TASK PROMPT =>
Shift every coordinate in the records below by adding 21 to each x and y value in the answers. Then write out all the lines again with the requests unchanged.

DATA FOR PROCESSING =>
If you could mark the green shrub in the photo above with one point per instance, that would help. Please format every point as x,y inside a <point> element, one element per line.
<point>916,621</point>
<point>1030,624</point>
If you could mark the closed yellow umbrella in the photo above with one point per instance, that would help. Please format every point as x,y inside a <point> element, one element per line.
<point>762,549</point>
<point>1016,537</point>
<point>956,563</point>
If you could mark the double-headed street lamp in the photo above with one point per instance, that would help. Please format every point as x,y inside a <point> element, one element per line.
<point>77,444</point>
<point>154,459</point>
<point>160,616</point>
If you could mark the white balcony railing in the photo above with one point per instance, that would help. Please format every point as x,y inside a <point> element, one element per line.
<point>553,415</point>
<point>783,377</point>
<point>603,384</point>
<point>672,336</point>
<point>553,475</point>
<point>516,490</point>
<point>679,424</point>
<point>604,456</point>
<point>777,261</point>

ANSWER IN FULL =>
If you could mark the green shrub in the photo above with one point per instance, that would help. Please format every point as x,y inside a <point> element, one element per line.
<point>937,642</point>
<point>1051,645</point>
If you could mark the closed yellow umbrella in the photo above with one point per instance, that would help. Please format every point as x,y inside a <point> element, one element per line.
<point>783,570</point>
<point>1037,558</point>
<point>977,584</point>
If you could mark the double-headed street lamp in the photo above with one point per instance, that would help. Please format every point as x,y inside a <point> element, one element per line.
<point>98,465</point>
<point>175,480</point>
<point>181,637</point>
If you could mark the white balcony railing in the photo above with one point per instance, that would help. Please format every point as x,y inside a <point> element, one element per line.
<point>574,436</point>
<point>804,398</point>
<point>624,405</point>
<point>693,357</point>
<point>574,496</point>
<point>537,511</point>
<point>700,445</point>
<point>625,477</point>
<point>798,282</point>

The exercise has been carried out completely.